▶ Fragmento de página
**********

Quizá ayuda más pensar que está de parte de quienes más están sufriendo esta
crisis y de quienes están dejándose la piel en la ayuda a los afectados. Por
otra parte, nunca sabemos el verdadero significado de lo que estamos viviendo
hasta que, con el paso del tiempo, vemos sus efectos de largo alcance. Lo que
percibo en Italia es que por todas partes se multiplican las oraciones pidiendo
a Dios que nos proteja de la pandemia e intercediendo por sus víctimas. No
siempre nos resulta fácil conjugar la autonomía de las realidades humanas y el
poder transformador de la oración. Con todo, por más dificultades teóricas que
tengamos, no renunciamos a ponernos en las manos de Dios. Hay un sexto sentido
que nos dice que la oración no es tiempo perdido, que Dios sabrá sacar algo
bueno de lo que nosotros percibimos claramente como dañino. Esta confianza es
un fruto de la fe. Sin ella no podemos vivir.
Yo creo y siento en mi corazón que Dios no nos ha abandonado ni tampoco nos abandonará. Él está cerca.. Muy cerca. Debemos creer. Cuando creemos se abren puertas y caminos, todo se hace más llevadero porque te sientes acompañada o acompañado por Dios. Mi mayor miedo es perder la confianza en mi Dios, por eso recuerdo los tiempos antiguos y de como actuaba Dios con el pueblo santo. Recuerdo sus hazañas maravillosas y me digo: si Dios abrió el mar rojo en dos, si sacó agua de las piedras... Si se encarnó en María...resucitó muertos, expulsó demonios, sano enfermos... ¿No va a poder con estás pequeñas cosas? Claro que sí, Él puede con eso y mucho más. Pido fe a Dios y la gracia de amarlo con todo mi corazón. Esos fueron los ingredientes que usaron los hombres y mujeres santos que hoy gozan en el cielo de la presencia de Dios. Fe hermanos, si no.la tienen, pidanla ya.

**********

▶ Material extraído
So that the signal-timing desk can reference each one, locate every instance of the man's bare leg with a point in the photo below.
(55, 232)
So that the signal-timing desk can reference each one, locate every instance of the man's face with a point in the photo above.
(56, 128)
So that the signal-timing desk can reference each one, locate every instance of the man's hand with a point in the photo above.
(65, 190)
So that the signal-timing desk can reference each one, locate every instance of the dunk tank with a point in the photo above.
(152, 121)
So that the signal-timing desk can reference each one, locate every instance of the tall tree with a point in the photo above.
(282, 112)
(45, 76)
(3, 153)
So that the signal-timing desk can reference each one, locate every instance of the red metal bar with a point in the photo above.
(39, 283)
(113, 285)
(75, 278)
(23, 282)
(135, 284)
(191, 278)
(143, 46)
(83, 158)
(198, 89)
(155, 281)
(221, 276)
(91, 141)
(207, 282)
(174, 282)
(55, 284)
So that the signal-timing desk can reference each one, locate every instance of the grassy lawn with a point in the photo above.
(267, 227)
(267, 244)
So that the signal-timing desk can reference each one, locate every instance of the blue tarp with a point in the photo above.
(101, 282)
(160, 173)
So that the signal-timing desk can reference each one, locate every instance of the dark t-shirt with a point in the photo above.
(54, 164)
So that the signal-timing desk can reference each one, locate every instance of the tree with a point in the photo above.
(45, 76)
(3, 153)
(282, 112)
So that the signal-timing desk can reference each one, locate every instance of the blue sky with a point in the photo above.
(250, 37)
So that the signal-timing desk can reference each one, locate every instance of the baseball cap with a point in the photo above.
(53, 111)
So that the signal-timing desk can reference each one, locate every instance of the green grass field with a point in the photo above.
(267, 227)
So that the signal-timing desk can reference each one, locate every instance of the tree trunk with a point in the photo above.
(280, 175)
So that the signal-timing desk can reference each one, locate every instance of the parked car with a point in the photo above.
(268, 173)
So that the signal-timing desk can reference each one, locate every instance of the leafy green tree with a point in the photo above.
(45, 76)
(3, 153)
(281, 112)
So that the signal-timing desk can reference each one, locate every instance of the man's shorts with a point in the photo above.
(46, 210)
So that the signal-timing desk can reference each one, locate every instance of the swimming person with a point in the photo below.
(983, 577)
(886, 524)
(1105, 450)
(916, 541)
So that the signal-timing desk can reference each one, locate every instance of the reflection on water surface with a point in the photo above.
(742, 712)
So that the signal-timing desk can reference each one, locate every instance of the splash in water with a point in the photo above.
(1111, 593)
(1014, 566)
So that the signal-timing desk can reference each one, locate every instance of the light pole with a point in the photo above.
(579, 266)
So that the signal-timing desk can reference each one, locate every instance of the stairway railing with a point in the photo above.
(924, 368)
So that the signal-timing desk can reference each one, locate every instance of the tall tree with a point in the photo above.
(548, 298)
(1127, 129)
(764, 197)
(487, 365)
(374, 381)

**********

▶ Ejercicios propuestos
1) Transcribe del fragmento sobre la oración el pasaje que va de "Yo creo y siento" a "tienen, pidanla ya.".
2) Según el fragmento sobre la oración, ¿qué se multiplica por todas partes en Italia?
Las filas no hacen falta para resolver nada de esto.

▶ Soluciones propuestas
1)
Yo creo y siento en mi corazón que Dios no nos ha abandonado ni tampoco nos abandonará. Él está cerca.. Muy cerca. Debemos creer. Cuando creemos se abren puertas y caminos, todo se hace más llevadero porque te sientes acompañada o acompañado por Dios. Mi mayor miedo es perder la confianza en mi Dios, por eso recuerdo los tiempos antiguos y de como actuaba Dios con el pueblo santo. Recuerdo sus hazañas maravillosas y me digo: si Dios abrió el mar rojo en dos, si sacó agua de las piedras... Si se encarnó en María...resucitó muertos, expulsó demonios, sano enfermos... ¿No va a poder con estás pequeñas cosas? Claro que sí, Él puede con eso y mucho más. Pido fe a Dios y la gracia de amarlo con todo mi corazón. Esos fueron los ingredientes que usaron los hombres y mujeres santos que hoy gozan en el cielo de la presencia de Dios. Fe hermanos, si no.la tienen, pidanla ya.

2) Las oraciones que piden a Dios que nos proteja de la pandemia e interceden por sus víctimas.